*Objective:* Retype the following lines word for word, with nothing changed.

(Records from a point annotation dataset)

▽

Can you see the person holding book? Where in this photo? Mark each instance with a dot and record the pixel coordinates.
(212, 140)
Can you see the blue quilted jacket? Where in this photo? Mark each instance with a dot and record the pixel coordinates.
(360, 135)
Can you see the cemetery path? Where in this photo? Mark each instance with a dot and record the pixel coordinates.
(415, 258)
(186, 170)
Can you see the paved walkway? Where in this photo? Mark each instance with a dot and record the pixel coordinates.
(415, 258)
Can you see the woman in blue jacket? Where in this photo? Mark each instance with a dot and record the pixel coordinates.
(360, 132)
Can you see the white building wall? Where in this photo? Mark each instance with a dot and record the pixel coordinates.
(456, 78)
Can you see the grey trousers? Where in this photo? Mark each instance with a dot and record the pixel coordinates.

△

*Answer to the task:*
Can you see the person holding book? Where in this photo? Mark each instance with a dot and record the pixel coordinates.
(212, 140)
Can you see the blue quilted jacket? Where in this photo? Mark each instance with a dot and record the pixel coordinates.
(360, 135)
Can you see the cemetery path? Where in this photo? Mark each instance with a dot and record the pixel coordinates.
(415, 258)
(186, 170)
Can you see the paved walkway? Where in this photo? Mark each instance with a dot and record the pixel coordinates.
(415, 258)
Can you see the woman in blue jacket? Where in this photo? Mark each instance with a dot and record the pixel coordinates.
(360, 132)
Can you see the white building wall? Where in this photo? Mark each instance with a dot and record the pixel coordinates.
(456, 78)
Can you see the grey trousers? Where in this photo? Mark each instance with a dot and record the pixel coordinates.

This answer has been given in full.